# Goal of the exercise
Reproduce the entries below verbatim, starting at their first line and ending at the line that contains "[(70, 62), (28, 80), (56, 96), (71, 76)]", with both of those lines included.

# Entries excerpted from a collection
--- Begin ---

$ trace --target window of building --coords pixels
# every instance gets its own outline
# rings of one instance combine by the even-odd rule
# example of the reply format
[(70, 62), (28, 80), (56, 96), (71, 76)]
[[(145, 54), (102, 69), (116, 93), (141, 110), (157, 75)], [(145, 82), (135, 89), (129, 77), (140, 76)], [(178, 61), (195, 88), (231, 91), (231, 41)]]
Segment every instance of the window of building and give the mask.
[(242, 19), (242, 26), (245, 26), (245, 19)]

--- End ---

# Worked solution
$ trace --target window of building --coords pixels
# every instance gets its own outline
# rings of one instance combine by the even-odd rule
# example of the reply format
[(70, 62), (28, 80), (56, 96), (71, 76)]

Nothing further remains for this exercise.